» EXERCISE BRIEF
Pull out every line from the first one down through the line holding "pixel 77 211", both included, and reproduce them word for word with nothing else.

» RECORDS TO USE
◇ ◇ ◇

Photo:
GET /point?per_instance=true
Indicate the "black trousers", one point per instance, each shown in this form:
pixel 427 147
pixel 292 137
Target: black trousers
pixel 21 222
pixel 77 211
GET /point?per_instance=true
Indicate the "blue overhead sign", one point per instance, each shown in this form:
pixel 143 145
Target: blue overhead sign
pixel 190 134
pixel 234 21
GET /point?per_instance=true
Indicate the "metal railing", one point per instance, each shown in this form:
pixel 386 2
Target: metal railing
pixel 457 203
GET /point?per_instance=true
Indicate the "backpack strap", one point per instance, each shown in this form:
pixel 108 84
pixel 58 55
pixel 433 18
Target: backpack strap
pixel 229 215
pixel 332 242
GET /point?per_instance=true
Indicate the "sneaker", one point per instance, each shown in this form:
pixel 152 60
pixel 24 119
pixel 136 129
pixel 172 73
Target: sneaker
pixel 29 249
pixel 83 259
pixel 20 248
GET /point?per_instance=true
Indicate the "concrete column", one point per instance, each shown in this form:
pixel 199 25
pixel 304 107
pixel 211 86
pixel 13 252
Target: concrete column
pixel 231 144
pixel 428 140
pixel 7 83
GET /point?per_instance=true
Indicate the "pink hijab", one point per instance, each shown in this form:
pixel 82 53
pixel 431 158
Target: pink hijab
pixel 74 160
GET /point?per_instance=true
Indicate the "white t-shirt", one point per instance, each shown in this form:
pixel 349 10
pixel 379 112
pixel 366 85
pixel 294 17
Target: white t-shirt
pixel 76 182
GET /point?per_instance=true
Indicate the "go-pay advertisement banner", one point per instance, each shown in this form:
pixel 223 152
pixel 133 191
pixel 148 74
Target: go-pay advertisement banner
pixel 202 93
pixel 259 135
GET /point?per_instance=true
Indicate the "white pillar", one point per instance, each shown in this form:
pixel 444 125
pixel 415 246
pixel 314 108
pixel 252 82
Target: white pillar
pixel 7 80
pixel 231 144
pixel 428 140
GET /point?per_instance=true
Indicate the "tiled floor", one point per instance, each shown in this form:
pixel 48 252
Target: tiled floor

◇ ◇ ◇

» ANSWER
Photo:
GET /point?per_instance=true
Indicate the "black trousers", one point per instance, each shown in this form:
pixel 427 147
pixel 292 137
Target: black trousers
pixel 21 222
pixel 77 211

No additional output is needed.